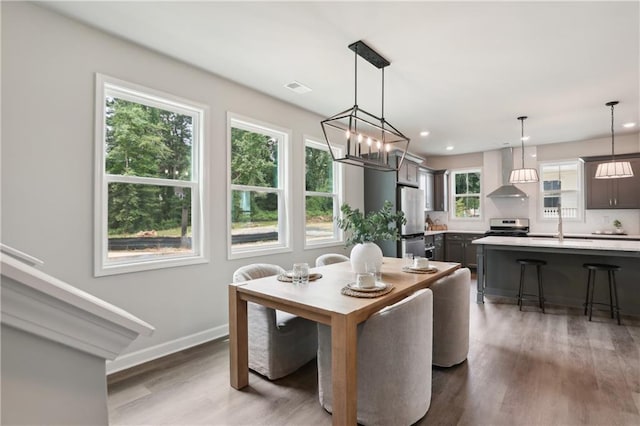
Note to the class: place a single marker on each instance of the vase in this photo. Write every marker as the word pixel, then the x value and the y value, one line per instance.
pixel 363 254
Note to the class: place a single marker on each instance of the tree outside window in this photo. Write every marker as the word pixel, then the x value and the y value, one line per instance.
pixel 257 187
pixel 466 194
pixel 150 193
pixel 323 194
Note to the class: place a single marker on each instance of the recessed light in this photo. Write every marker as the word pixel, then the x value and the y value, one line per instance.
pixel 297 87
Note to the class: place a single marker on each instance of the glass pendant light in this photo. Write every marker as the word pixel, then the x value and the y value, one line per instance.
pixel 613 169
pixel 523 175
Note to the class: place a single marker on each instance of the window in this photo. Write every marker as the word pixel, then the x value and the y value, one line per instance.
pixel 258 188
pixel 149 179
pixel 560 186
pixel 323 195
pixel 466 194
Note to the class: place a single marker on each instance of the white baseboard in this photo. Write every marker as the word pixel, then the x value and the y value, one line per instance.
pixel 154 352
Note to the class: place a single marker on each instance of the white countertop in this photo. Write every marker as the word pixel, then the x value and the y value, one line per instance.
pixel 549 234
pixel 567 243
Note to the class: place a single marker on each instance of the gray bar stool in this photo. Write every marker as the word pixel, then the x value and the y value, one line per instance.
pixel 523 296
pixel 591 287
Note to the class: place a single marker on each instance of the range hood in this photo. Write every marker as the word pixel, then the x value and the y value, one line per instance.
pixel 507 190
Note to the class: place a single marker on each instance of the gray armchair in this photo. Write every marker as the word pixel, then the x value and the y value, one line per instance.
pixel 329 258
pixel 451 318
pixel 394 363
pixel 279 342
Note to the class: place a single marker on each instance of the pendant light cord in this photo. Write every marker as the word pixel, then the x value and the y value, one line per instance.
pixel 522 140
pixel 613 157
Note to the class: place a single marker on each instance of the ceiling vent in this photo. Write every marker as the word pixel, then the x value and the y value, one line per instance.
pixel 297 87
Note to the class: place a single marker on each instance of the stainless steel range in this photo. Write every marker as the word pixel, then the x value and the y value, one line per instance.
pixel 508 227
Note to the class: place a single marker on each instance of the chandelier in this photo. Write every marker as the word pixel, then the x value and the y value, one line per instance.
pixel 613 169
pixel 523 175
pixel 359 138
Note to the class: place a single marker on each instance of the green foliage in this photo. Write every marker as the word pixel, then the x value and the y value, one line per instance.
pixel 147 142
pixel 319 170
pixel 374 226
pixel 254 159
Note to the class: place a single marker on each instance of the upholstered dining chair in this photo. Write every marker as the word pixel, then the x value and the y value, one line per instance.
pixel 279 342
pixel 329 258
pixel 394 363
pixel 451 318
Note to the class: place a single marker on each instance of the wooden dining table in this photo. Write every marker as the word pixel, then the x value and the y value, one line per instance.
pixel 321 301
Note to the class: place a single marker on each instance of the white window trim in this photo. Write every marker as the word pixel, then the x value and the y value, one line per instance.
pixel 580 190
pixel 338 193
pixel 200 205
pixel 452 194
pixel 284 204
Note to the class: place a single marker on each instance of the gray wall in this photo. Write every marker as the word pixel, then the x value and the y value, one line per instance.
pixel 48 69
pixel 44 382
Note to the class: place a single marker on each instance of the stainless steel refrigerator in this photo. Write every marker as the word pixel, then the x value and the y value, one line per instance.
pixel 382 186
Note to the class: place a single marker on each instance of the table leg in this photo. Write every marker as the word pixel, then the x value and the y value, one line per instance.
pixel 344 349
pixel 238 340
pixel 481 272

•••

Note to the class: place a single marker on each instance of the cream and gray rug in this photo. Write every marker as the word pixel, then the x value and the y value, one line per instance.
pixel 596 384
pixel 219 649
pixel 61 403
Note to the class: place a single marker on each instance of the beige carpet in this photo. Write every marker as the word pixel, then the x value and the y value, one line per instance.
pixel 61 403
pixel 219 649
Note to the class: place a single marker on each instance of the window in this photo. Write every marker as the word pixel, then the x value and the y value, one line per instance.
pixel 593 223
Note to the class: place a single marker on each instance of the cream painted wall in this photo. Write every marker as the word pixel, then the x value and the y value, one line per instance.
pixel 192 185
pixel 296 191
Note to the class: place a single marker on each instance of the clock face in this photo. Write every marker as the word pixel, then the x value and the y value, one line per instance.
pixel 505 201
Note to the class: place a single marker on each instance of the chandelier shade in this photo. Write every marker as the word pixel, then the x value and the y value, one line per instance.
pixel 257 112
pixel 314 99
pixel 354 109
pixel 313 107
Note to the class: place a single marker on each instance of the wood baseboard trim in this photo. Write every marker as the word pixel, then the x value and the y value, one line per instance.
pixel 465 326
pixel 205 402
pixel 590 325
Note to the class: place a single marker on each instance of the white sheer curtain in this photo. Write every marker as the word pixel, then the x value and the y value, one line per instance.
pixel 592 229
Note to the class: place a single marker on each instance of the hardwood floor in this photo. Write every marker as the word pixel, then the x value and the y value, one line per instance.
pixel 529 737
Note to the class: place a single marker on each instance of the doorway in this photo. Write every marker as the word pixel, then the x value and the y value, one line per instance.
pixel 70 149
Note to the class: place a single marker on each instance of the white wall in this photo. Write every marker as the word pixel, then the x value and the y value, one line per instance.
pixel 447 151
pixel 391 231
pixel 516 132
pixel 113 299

•••

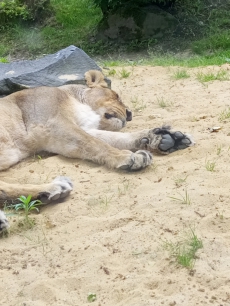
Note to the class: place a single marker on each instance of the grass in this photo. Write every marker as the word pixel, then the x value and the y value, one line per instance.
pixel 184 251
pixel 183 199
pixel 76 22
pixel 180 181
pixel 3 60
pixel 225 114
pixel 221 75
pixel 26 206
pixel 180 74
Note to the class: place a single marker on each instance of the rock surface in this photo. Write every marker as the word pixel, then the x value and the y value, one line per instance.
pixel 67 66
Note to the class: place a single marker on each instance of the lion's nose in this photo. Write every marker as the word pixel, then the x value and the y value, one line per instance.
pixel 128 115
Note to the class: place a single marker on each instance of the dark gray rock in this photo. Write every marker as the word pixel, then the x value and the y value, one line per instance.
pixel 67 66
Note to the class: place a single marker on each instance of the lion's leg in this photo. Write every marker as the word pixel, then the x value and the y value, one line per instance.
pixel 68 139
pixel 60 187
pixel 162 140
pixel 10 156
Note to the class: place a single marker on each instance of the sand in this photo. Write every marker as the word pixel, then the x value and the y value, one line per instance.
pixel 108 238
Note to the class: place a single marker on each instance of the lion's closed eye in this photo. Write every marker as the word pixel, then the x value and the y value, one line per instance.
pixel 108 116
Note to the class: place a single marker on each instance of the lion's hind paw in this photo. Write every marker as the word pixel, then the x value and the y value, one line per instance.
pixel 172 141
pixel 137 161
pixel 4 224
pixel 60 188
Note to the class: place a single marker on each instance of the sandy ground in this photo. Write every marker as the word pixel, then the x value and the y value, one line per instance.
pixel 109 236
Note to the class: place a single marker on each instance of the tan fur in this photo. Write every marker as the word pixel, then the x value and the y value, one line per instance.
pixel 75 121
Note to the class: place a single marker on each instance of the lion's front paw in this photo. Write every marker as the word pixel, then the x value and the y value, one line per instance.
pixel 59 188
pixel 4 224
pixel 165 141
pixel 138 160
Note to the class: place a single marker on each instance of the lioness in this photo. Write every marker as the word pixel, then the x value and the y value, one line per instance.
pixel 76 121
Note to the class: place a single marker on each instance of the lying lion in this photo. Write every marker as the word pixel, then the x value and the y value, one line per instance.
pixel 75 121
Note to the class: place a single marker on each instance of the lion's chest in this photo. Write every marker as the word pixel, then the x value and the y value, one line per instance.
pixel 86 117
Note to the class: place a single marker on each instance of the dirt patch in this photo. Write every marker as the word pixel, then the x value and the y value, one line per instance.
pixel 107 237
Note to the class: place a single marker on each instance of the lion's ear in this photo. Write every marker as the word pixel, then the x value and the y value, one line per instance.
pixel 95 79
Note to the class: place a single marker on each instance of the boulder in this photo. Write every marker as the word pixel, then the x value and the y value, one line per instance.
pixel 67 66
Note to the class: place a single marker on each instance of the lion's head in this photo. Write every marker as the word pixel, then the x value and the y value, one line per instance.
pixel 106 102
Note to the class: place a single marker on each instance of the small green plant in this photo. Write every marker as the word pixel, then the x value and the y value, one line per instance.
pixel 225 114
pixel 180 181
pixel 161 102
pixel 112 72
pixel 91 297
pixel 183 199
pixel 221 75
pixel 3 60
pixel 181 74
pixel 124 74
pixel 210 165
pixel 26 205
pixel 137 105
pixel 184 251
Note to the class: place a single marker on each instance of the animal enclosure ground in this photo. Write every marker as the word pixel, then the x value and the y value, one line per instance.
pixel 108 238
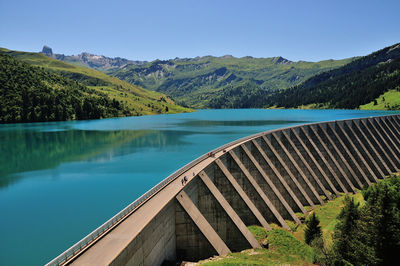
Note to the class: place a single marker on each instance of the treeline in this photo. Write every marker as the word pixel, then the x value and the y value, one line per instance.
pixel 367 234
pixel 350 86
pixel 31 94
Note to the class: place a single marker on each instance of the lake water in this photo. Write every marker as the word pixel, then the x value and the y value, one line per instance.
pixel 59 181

•••

Written request:
Reproduce the material from the line with "the white baseboard" up to and including the line with "pixel 507 190".

Solution for this task:
Note to the class: place a single marker on each instance of the white baseboard in this photo. Write every marker as the word pixel, then the x value and the y value, one line per instance.
pixel 154 352
Note to the class: place a single marker on each instance of the white countertop in this photo. Write every marker as the word pixel, then the x value and the y value, one line per instance.
pixel 549 234
pixel 567 243
Note to the class: place a single marker on each instance of the gray bar stool in this photo. Write every marker as the word pixel, then the x value and the y value, one line per instance.
pixel 523 296
pixel 591 287
Note to the class: place a single marker on each instance of the range hood in this photo. Write every marker as the word pixel, then the x value and the y value, one line per instance.
pixel 507 190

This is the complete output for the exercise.